◆ **SHORT TASK**
Reproduce the data below word for word, without the pictures.

◆ **PROVIDED RECORDS**
········

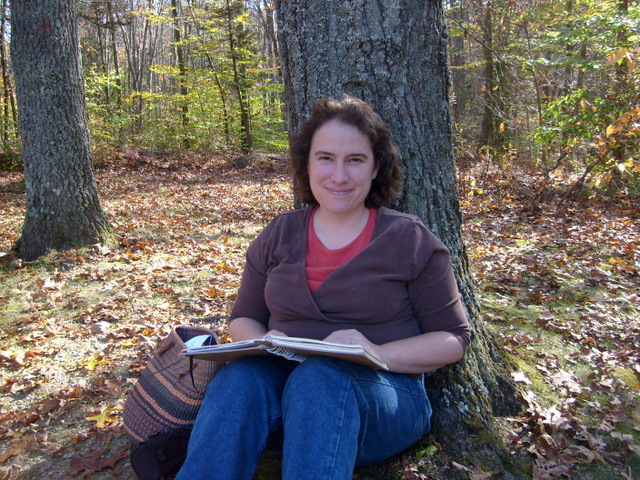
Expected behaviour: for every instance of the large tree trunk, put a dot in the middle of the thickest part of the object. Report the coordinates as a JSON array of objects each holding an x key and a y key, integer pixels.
[
  {"x": 63, "y": 208},
  {"x": 393, "y": 55}
]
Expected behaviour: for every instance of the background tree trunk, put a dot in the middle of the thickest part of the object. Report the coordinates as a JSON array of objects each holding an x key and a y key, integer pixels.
[
  {"x": 63, "y": 208},
  {"x": 393, "y": 55}
]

········

◆ **FINAL RESULT**
Expected behaviour: for every instance of the large tree trunk, put a dot in the middle of the thickest part of the object. Report the coordinates as a JSON array of objects each holding an x key and a y key, integer pixels.
[
  {"x": 63, "y": 208},
  {"x": 393, "y": 55}
]
Expected behaviour: for every instance of the background tree trunk, put a dot in the middle of the thickest part of the object. Report the coordinates as a JSON array of objects each holding an x key and a y key, integer pixels.
[
  {"x": 63, "y": 208},
  {"x": 393, "y": 55}
]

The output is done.